----- TEXTO FUENTE

La Universidad del País Vasco ha prestado un sitio para que vaya un etarra, un asesino condenado, López de Abetxuko, a hablar no ya de la vida en prisión, sino de la vida. De la vida, como si fuera el Dalai Lama. Y de derechos humanos, como un actor con poncho. Ya Txema Matanzas, el año pasado, en el Parlamento vasco, que también da ecos de anfiteatro, se quejó de que a los presos se les exijan cosas como el arrepentimiento y la “autocrítica devastadora del pasado” (esa devastación moral de la autocrítica, tan superior para algunos a la devastación moral de asesinar). Sin embargo, que ellos estén arrepentidos o no, que protesten por el rancho o por la crueldad frenopática de la medicina carcelaria, que hablen de política y de crimen con los mismos eufemismos de mafioso, eso, ya digo, no es lo que me escandaliza. No me escandaliza el asesino porque sé que hay asesinos, porque han estado ahí igual en la Biblia que en los callejones que en los gobiernos. Ni me escandaliza ni me sorprende. Yo ya sé lo que me va a decir un etarra, que es lo mismo que lo que dice un ex etarra, o un colega del ex etarra, vengan de la cárcel o del bar del Congreso. Lo que me escandaliza es que el asesino aún tenga público, y no para mirarlo como asesino, sino como una víctima arrugada o un soldado cojo o un bardo enfermizo o un cuidador de pájaros soñador.

----------
----- DATOS PROPORCIONADOS

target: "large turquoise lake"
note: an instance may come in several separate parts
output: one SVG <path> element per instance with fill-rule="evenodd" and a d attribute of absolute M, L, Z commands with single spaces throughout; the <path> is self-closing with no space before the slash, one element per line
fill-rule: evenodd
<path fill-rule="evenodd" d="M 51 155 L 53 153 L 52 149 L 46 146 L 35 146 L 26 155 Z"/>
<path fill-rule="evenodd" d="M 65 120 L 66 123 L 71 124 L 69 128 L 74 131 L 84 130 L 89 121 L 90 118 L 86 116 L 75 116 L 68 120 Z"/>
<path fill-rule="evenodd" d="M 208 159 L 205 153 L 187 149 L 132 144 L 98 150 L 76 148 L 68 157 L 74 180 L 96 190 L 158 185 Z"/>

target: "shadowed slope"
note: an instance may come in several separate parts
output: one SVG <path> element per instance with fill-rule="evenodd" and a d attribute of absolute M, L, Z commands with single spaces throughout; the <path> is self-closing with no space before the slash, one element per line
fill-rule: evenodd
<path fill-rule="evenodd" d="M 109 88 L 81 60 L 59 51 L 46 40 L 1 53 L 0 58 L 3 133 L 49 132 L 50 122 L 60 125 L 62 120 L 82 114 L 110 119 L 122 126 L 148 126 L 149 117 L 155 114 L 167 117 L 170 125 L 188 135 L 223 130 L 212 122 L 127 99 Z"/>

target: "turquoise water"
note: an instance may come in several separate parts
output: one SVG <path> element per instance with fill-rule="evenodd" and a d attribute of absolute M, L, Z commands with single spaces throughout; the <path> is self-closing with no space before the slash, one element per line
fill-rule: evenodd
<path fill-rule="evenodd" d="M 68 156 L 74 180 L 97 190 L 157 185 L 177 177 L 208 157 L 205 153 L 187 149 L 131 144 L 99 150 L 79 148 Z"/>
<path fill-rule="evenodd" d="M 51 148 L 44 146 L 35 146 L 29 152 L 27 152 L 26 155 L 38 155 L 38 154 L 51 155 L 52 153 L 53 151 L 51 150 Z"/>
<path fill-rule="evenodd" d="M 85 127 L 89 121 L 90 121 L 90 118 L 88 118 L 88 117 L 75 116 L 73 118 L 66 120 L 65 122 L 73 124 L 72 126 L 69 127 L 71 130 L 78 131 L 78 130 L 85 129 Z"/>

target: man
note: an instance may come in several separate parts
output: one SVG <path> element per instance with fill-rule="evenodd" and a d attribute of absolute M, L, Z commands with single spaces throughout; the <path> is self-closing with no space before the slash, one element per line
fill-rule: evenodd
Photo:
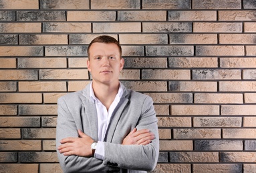
<path fill-rule="evenodd" d="M 153 170 L 159 138 L 152 98 L 119 82 L 124 61 L 115 39 L 96 37 L 88 54 L 92 82 L 58 100 L 56 147 L 61 168 L 64 172 Z"/>

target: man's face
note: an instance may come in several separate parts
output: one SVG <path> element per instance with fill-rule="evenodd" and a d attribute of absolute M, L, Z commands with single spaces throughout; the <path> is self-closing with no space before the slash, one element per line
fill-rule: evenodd
<path fill-rule="evenodd" d="M 118 82 L 124 64 L 118 47 L 114 43 L 94 43 L 89 52 L 87 66 L 94 81 L 104 84 Z"/>

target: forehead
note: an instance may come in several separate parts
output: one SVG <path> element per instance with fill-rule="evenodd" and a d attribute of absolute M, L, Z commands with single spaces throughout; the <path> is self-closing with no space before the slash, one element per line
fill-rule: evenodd
<path fill-rule="evenodd" d="M 119 48 L 114 43 L 94 43 L 90 50 L 90 55 L 120 55 Z"/>

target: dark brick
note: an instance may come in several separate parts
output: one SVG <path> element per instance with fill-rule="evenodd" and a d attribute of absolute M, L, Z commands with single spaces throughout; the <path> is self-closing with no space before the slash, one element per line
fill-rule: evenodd
<path fill-rule="evenodd" d="M 146 46 L 146 56 L 193 56 L 193 46 Z"/>
<path fill-rule="evenodd" d="M 245 140 L 245 150 L 256 150 L 256 140 Z"/>
<path fill-rule="evenodd" d="M 168 162 L 168 152 L 160 152 L 159 156 L 158 156 L 158 160 L 157 161 L 159 162 Z"/>
<path fill-rule="evenodd" d="M 243 8 L 244 9 L 256 9 L 256 1 L 255 0 L 243 0 Z"/>
<path fill-rule="evenodd" d="M 17 20 L 21 21 L 65 21 L 66 13 L 61 11 L 17 11 Z"/>
<path fill-rule="evenodd" d="M 17 152 L 0 152 L 0 162 L 17 162 Z"/>
<path fill-rule="evenodd" d="M 0 11 L 0 21 L 15 21 L 15 12 L 9 11 Z"/>
<path fill-rule="evenodd" d="M 0 35 L 0 45 L 17 45 L 17 35 Z"/>
<path fill-rule="evenodd" d="M 45 56 L 87 56 L 87 46 L 46 46 Z"/>

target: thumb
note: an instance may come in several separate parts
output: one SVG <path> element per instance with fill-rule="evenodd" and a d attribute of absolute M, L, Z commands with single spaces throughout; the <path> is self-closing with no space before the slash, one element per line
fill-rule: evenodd
<path fill-rule="evenodd" d="M 80 129 L 78 130 L 78 134 L 79 134 L 79 136 L 81 138 L 84 138 L 86 136 L 86 134 L 83 133 L 83 132 Z"/>

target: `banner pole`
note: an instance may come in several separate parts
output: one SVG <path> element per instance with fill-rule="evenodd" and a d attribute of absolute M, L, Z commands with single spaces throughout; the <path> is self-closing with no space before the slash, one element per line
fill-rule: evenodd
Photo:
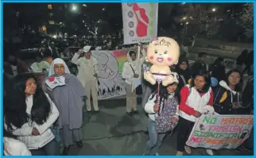
<path fill-rule="evenodd" d="M 140 68 L 140 57 L 141 57 L 141 46 L 140 46 L 140 43 L 138 43 L 138 69 L 137 70 L 141 70 Z M 138 75 L 141 75 L 141 71 L 138 71 Z"/>

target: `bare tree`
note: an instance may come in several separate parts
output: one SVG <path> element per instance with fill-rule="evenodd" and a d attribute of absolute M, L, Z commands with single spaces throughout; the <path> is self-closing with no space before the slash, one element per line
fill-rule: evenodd
<path fill-rule="evenodd" d="M 245 34 L 248 38 L 254 34 L 254 3 L 246 3 L 240 13 L 241 25 L 246 29 Z"/>

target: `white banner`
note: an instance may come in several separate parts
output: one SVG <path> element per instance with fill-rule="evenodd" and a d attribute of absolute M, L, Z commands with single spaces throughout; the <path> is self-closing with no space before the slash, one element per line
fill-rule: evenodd
<path fill-rule="evenodd" d="M 122 3 L 124 44 L 157 37 L 158 3 Z"/>
<path fill-rule="evenodd" d="M 92 51 L 91 55 L 99 62 L 98 99 L 126 94 L 125 82 L 119 70 L 123 64 L 123 62 L 118 60 L 123 58 L 121 50 Z M 126 56 L 126 53 L 123 53 L 123 56 Z"/>
<path fill-rule="evenodd" d="M 252 115 L 202 116 L 195 123 L 186 144 L 194 148 L 236 148 L 250 136 Z"/>

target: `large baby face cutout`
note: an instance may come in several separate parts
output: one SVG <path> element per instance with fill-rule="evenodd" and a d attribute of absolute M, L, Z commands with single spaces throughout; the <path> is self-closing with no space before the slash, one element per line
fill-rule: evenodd
<path fill-rule="evenodd" d="M 157 37 L 149 44 L 147 60 L 153 64 L 171 66 L 178 62 L 179 57 L 179 44 L 172 38 Z"/>

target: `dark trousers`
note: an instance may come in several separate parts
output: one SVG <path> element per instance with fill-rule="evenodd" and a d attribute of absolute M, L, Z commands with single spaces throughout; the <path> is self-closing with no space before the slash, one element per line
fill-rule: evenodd
<path fill-rule="evenodd" d="M 30 150 L 32 156 L 57 156 L 58 144 L 55 139 L 41 148 Z"/>
<path fill-rule="evenodd" d="M 177 136 L 177 150 L 179 152 L 184 151 L 186 141 L 188 141 L 190 133 L 193 129 L 194 124 L 195 122 L 180 117 Z"/>

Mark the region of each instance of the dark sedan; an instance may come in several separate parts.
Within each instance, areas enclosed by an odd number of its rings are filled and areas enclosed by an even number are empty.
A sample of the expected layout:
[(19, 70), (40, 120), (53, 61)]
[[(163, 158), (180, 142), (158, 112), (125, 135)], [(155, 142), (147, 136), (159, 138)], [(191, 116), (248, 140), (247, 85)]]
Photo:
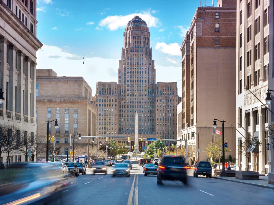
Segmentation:
[(79, 175), (79, 169), (74, 162), (66, 162), (65, 163), (68, 169), (70, 174), (74, 177), (78, 177)]
[(86, 165), (83, 162), (77, 162), (76, 165), (79, 169), (79, 172), (81, 173), (82, 175), (86, 174)]

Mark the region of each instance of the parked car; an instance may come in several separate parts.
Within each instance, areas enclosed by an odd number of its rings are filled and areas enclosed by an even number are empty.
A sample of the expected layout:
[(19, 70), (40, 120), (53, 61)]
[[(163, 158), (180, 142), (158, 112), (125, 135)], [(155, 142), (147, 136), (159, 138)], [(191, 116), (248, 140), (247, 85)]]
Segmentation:
[(145, 164), (146, 163), (146, 159), (141, 159), (139, 161), (139, 165)]
[(92, 166), (93, 174), (97, 173), (104, 173), (106, 174), (106, 163), (103, 161), (96, 161)]
[(74, 177), (78, 177), (79, 175), (79, 169), (74, 162), (66, 162), (65, 163), (71, 175)]
[(162, 180), (179, 180), (187, 183), (186, 164), (182, 156), (165, 156), (163, 157), (157, 170), (157, 184)]
[(206, 176), (206, 178), (211, 178), (212, 167), (210, 163), (208, 161), (199, 162), (193, 170), (193, 177), (198, 177), (198, 175)]
[(126, 175), (129, 177), (130, 175), (130, 165), (128, 163), (116, 163), (114, 168), (113, 177), (116, 175)]
[(144, 173), (145, 176), (148, 174), (156, 175), (158, 166), (153, 164), (146, 164), (143, 167), (143, 173)]
[(130, 169), (132, 169), (132, 162), (130, 160), (124, 160), (123, 163), (126, 163), (130, 165)]
[(76, 163), (76, 165), (79, 169), (80, 173), (81, 173), (82, 175), (86, 174), (86, 165), (83, 162), (77, 162)]
[[(41, 161), (41, 163), (46, 163), (47, 162), (47, 159), (43, 159)], [(48, 161), (48, 162), (51, 162), (51, 160), (49, 159), (49, 160)]]

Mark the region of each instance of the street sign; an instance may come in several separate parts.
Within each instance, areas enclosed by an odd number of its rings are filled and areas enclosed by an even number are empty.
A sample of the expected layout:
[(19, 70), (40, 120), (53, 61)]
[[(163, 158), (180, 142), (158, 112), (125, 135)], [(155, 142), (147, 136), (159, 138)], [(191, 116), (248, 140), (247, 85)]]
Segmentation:
[(148, 138), (146, 140), (148, 141), (156, 141), (157, 140), (157, 138)]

----------

*OBJETIVO DE LA TAREA:* Según el texto fuente, ¿en qué lugar se quejó Txema Matanzas el año pasado de que a los presos se les exija el arrepentimiento? Las filas no tienen ningún papel en esto.

*RESPUESTA:* En el Parlamento vasco.